* To be done
Identify each line in the data below that contains the string "stage", treating uppercase and lowercase as distinct, and copy every such line.

Stored records

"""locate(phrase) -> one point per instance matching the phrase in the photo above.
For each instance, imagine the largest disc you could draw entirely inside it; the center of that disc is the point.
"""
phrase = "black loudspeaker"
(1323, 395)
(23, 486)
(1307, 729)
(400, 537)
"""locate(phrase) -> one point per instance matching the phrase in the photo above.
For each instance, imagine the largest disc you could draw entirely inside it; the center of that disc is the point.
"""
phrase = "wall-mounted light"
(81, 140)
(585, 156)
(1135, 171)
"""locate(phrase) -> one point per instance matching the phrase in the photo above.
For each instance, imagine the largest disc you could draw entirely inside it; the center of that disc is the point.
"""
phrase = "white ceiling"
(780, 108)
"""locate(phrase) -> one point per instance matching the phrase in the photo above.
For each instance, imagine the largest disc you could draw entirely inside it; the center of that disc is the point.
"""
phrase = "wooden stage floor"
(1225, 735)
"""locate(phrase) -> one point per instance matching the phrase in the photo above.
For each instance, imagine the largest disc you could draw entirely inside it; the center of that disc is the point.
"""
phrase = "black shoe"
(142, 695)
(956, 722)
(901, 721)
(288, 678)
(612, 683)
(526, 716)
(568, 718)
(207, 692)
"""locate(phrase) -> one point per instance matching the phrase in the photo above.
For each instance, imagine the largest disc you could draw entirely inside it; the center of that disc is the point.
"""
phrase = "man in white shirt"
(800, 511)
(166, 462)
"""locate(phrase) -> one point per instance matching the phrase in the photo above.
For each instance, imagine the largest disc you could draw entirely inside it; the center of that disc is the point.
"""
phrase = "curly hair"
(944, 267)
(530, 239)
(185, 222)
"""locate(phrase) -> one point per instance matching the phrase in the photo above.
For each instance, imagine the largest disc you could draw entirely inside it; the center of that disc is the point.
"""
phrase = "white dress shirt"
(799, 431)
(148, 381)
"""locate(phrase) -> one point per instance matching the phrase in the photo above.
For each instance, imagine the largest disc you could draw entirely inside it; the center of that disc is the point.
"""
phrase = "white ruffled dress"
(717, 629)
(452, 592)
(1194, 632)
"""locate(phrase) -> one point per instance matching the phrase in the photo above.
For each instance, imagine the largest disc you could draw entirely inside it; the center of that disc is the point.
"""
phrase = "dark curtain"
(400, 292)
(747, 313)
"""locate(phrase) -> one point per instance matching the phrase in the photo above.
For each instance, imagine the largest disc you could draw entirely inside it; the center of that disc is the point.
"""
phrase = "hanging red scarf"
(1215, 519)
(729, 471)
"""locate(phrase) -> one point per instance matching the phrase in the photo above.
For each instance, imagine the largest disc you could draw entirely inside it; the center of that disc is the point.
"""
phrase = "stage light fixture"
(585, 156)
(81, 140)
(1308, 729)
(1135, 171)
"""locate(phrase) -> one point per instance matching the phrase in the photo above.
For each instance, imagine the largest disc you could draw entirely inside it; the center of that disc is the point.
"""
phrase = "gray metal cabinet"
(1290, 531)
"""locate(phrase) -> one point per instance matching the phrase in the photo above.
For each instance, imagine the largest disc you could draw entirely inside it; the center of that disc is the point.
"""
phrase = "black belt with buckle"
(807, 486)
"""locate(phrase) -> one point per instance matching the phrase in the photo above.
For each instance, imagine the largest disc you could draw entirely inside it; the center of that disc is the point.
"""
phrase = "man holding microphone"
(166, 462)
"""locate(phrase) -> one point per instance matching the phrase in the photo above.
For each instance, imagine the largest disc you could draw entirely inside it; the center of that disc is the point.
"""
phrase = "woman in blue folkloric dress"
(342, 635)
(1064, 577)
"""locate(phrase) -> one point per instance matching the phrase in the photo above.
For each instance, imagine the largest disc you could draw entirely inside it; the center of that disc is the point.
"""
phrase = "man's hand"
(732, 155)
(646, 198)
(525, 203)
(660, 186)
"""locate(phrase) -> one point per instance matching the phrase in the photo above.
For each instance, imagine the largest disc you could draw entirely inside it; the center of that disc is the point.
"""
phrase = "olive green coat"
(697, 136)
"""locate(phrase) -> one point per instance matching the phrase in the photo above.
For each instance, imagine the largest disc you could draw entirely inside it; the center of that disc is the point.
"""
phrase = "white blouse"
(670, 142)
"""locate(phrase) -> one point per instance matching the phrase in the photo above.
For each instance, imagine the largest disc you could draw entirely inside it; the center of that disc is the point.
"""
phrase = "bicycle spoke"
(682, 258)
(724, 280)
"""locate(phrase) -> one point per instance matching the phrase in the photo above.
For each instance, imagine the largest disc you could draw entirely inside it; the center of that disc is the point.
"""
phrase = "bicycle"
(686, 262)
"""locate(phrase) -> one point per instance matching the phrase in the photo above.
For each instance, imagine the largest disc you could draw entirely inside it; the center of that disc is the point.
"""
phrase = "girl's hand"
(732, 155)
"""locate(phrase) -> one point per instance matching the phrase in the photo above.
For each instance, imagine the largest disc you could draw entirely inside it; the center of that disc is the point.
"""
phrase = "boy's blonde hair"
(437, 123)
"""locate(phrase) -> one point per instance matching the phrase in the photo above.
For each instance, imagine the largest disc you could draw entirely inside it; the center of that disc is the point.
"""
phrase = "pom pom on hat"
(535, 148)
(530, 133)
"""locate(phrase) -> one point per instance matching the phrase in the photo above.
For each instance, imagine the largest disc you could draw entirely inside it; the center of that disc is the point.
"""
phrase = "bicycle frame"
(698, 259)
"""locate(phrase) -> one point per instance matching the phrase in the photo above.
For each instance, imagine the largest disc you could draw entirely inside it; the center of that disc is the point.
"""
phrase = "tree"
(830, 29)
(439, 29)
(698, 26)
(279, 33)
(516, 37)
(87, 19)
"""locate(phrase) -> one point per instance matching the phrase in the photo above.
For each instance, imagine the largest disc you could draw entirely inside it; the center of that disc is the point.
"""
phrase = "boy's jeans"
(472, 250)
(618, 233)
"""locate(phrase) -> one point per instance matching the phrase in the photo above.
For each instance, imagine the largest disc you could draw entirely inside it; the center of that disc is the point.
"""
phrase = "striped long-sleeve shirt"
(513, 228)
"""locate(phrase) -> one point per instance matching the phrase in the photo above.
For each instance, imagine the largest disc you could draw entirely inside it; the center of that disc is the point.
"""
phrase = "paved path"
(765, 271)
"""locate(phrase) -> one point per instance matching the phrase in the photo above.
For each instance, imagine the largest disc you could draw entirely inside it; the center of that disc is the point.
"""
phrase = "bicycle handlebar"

* Finished exercise
phrase = "wooden stage floor"
phrase = "stage light fixture"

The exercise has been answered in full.